## Page extract
^^^^^^^^
My takeaways from 11th lecture of stanford machine learning course.

This lecture first describes the bayesian statistics.

Lectures in the beginning of this course talked about parameter($\theta $) fitting by maximizing the likelihood function. We treated $\theta $ as a constant value but unknown and tried to estimate it by statistical procedures such as ML(maximum likelihood). This approach is called frequentist statistics. In Bayesian statistics, we think of $\theta $ as a *random variable* whose value is unknown. In this approach, we would specify a prior distribution (a probability mass/density function) on $\theta $ that expresses our "prior beliefs" about it. Using this we derive formula to compute/predict output variable for some input, given a training set.

Then, briefly, online learning is mentioned where algorithm is supposed to make predictions continuously even while it is learning whereas the algorithms we talked about earlier used to get trained once at the beginning and then used for prediction.

Next, comes the most important/practical part of this lecture(in fact the course). This is the guideline about how to apply machine learning algorithms. I should probably watch this part again and again. Also, (very informative)slides shown are available here[warning: pdf]. In summary it teaches you 3 things.

Diagnostics: How to diagnose when you're not getting expected results. So that you can pinpoint the right problem and fix it.

Error Analysis, Ablative Analysis: Error analysis is the way to learn to know improving what parts of the system will get you maximum accuracy boost. Ablative analysis is the way to learn what features are important and adding most to the accuracy.

How to start with a learning problem: This is like software. One way is to spend time upfront, design things carefully and come up with beautiful algorithms that just work. Next approach is to quickly hack stuff together that works and continuously improve it.

## Wednesday, January 5, 2011

## Monday, January 3, 2011

### stanford machine learning course - lecture#10

My takeaways from 10th lecture of stanford machine learning course.

This lecture continues the discussion of previous lecture for the case when set of all the hypothesis is infinite. It proves, by informal argument, that sample complexity grows linearly with the "number of parameters" of the hypothesis class to hold the bounds on generalized error with certain probability. Then it explains shattering and VC dimension. And then, states the theorem regarding bounds on generalized error. It is also noted that all the theory developed so far (including that in the prev lecture) is based on the learning algorithms that work by ERM(empirical risk minimization).

Then, we go into the very practical side of applying learning algorithms and try to answer the questions regarding model selection and feature selection.

Model Selection --

Model selection means selecting a particular model for a given algorithm. For example selecting the value of bandwidth parameter for locally weighted regression, selecting the value of degree of the polynomial in polynomial regression model. There are 3 main ways to do it.

simple cross validation(or hold out cross validation) : when there is plenty of training set, then we divide it into training set(70%) and cross validation set(30%). For each model, we train it using the training set and find generalized error of the classifier for the cross-validation set. Finally, we select the model with least generalized error on the training set.

k-fold cross validation : when data is scarce, then this technique is used where whole dataset is divided into k sets containing m/k elements each(m is the size of total dataset available). For each small set, we train the classifier on union of remaining k-1 small sets.. find generalized error on one hold out set. We do same for each small set and average the generalized error and call it the generalized error of the particular model. In the end we select the model with least generalized error. Typicall k=10 works.

leave-one-out cross validation: this is special case of k-fold cross validation where k = m. It is used when available dataset is too small.
^^^^^^^^
## Information given
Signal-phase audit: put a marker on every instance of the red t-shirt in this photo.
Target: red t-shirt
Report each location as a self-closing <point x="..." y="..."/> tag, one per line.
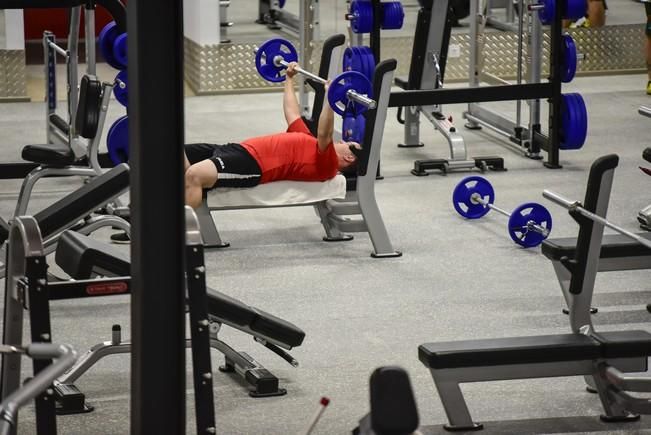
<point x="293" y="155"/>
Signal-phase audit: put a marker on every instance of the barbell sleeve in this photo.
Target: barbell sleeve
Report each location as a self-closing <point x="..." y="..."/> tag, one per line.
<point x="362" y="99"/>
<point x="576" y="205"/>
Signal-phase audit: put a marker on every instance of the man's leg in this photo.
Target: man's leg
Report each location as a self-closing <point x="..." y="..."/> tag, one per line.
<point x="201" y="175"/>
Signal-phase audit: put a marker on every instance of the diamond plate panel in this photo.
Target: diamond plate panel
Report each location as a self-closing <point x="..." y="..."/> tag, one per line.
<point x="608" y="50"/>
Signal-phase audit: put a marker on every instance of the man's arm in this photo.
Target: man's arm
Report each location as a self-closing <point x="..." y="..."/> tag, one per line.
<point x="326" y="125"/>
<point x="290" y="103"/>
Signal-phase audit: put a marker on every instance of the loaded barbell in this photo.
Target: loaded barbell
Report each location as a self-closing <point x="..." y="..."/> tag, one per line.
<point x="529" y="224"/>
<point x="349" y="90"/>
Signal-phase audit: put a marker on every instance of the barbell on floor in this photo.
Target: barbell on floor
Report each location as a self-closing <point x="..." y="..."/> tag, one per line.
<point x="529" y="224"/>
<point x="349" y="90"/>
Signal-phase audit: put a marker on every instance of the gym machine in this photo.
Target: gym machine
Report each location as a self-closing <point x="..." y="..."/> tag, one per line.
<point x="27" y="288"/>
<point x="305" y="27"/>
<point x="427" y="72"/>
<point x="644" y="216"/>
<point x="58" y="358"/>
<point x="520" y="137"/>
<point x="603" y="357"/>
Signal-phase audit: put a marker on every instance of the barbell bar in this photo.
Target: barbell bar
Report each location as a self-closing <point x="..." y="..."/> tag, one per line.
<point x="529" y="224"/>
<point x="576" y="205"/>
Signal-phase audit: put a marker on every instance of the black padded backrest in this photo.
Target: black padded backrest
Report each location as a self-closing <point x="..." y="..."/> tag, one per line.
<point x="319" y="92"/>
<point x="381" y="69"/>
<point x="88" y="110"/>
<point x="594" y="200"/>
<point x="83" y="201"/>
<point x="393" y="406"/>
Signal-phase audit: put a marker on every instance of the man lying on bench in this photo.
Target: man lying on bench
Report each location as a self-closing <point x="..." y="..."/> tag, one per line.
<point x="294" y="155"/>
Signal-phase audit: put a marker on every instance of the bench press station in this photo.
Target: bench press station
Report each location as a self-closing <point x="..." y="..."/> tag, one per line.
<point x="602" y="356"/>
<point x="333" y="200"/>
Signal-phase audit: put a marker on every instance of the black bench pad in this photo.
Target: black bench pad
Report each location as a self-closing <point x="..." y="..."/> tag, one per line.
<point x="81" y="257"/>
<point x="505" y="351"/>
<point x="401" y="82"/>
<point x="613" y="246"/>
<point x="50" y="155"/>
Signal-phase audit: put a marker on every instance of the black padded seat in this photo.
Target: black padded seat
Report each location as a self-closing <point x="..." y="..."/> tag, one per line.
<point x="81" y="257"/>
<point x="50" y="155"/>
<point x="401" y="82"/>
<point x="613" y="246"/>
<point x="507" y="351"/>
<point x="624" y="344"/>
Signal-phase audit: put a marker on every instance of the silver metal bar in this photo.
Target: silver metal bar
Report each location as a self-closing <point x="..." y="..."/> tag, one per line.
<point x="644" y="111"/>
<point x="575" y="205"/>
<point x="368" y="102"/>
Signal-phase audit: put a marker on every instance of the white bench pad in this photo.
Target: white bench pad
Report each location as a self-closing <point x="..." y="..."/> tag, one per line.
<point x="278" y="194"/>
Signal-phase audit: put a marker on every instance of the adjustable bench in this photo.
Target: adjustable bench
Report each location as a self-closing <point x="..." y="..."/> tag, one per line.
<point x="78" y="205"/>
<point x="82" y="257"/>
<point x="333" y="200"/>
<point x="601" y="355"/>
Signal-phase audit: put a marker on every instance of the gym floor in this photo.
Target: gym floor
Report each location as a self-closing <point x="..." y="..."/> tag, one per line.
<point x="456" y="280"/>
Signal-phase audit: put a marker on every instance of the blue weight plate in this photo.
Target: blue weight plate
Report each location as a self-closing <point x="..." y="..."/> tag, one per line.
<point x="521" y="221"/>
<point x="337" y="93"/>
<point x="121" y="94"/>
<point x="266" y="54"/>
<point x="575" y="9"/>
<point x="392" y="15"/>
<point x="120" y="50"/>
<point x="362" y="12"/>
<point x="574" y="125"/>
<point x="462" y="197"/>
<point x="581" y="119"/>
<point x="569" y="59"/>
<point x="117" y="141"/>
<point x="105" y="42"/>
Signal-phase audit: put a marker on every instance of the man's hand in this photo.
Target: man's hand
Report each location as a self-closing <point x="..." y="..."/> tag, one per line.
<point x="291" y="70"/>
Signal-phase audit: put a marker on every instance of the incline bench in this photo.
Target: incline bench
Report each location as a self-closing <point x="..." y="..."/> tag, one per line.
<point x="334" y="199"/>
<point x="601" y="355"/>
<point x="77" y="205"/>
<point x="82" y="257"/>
^^^^^^^^
## Task list
1 – Please retype the machine learning lecture notes from "Then, we go" to "ways to do it.".
2 – In the machine learning lecture notes, how is the data divided for simple cross validation?
The data has no connection to the machine learning lecture notes.

## Replies
1 –
Then, we go into the very practical side of applying learning algorithms and try to answer the questions regarding model selection and feature selection.

Model Selection --

Model selection means selecting a particular model for a given algorithm. For example selecting the value of bandwidth parameter for locally weighted regression, selecting the value of degree of the polynomial in polynomial regression model. There are 3 main ways to do it.

2 – Into a training set (70%) and a cross validation set (30%).